- [STATED PROBLEM] Copy word for word the stretch of the pool design text from "Do not overlook" to "adults and children.".

- [READING TEXT]
.....
Conventional pool heating is not advised, says Latimer. ‘New gas-heating systems allow you to heat your pool in 1.5 to 2 hours, so you have heat on tap without the huge electricity usage. Heat exchange systems that integrate the pool and home heating are an eco-friendly option, so both those systems are must-haves if you want a high-end heated pool.’
‘Geothermal and solar heating provide comfortable water temperatures even in early spring or late autumn,’ says Stubbs. According to Louw, energy-efficient variable-speed pumps are increasing in popularity despite their expense.
Do not overlook childproofing during the design phase. Pool fences and unsightly net covers have made way for concealed automated pool covers, which roll up into a recess inside the pool. They take first prize for aesthetics, open at the push of a button, are safe for kids, prevent evaporation and keep the pool warm, says Hugo. Glass fencing is another option, says Latimer. ‘Some gardens, particularly terraced ones, can be designed to restrict access to the pool area and cancel out the need for pool fencing, netting or covers.’
But, don’t forget to make sure your pool is adult-friendly too. Latimer warns that pools designed specifically for children soon outlive their appeal. ‘Martini seats, seductive lighting and lounging islands are all examples of features that make the pool equally appealing to both adults and children.
.....
- [PROVIDED DATA]
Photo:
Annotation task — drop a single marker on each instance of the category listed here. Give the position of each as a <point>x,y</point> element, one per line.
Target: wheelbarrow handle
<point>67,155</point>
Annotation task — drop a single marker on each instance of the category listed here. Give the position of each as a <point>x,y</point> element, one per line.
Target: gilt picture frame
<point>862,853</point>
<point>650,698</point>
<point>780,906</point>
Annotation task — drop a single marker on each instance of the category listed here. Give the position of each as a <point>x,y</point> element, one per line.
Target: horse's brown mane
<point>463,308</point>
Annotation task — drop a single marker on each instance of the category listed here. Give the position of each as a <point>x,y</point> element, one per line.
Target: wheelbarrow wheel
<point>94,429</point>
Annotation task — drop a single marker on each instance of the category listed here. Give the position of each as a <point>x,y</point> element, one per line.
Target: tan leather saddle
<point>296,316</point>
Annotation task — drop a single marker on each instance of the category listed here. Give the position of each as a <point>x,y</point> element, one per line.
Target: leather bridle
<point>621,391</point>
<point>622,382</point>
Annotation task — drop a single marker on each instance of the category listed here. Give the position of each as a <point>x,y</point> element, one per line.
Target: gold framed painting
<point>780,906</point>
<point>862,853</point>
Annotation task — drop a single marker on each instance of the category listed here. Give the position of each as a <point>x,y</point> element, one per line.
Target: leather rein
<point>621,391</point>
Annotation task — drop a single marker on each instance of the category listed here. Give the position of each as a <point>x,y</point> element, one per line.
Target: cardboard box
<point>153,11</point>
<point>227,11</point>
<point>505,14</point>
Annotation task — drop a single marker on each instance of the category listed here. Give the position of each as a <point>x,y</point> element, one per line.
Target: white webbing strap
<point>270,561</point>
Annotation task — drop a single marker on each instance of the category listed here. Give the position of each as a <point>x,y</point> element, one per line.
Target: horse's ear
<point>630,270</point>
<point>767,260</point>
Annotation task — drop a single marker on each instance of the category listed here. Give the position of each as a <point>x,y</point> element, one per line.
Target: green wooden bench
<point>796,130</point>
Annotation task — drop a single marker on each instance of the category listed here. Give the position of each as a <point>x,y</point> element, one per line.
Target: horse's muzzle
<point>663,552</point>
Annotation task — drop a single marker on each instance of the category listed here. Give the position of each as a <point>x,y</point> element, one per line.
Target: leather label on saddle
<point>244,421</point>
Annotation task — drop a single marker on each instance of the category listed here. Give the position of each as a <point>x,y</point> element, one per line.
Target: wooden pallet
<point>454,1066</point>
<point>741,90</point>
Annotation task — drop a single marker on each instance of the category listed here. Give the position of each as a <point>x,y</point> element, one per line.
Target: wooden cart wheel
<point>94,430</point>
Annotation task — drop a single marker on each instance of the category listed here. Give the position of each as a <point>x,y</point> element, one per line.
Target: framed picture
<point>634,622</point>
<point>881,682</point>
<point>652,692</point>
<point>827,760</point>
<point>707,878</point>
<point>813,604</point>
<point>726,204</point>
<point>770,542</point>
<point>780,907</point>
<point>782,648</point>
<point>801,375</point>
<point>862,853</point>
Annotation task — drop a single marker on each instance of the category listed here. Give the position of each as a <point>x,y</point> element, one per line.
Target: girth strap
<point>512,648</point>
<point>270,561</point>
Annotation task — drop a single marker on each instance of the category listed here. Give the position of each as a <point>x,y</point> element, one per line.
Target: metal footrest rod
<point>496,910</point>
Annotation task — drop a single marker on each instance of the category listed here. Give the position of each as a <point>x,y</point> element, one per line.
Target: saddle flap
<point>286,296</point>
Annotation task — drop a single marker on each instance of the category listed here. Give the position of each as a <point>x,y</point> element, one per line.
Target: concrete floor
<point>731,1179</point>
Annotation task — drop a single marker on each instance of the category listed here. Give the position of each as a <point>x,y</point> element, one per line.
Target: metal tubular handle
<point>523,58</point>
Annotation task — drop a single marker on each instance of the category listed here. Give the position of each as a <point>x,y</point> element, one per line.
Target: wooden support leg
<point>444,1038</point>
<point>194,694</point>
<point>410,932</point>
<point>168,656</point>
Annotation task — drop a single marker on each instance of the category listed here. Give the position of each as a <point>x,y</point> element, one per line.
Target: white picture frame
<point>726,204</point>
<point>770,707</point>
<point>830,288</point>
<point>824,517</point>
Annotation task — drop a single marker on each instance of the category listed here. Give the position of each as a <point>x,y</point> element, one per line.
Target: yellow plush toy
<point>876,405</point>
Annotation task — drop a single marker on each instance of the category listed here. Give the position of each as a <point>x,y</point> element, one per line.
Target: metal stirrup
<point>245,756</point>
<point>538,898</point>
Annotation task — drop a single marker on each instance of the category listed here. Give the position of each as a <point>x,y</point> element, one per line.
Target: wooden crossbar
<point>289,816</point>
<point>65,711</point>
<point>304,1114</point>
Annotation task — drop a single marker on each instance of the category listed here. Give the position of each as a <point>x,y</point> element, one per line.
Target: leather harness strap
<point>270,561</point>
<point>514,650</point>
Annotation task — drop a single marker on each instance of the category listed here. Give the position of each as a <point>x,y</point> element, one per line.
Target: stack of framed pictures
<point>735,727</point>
.....
- [RESULT OF THIS EXERCISE]
Do not overlook childproofing during the design phase. Pool fences and unsightly net covers have made way for concealed automated pool covers, which roll up into a recess inside the pool. They take first prize for aesthetics, open at the push of a button, are safe for kids, prevent evaporation and keep the pool warm, says Hugo. Glass fencing is another option, says Latimer. ‘Some gardens, particularly terraced ones, can be designed to restrict access to the pool area and cancel out the need for pool fencing, netting or covers.’
But, don’t forget to make sure your pool is adult-friendly too. Latimer warns that pools designed specifically for children soon outlive their appeal. ‘Martini seats, seductive lighting and lounging islands are all examples of features that make the pool equally appealing to both adults and children.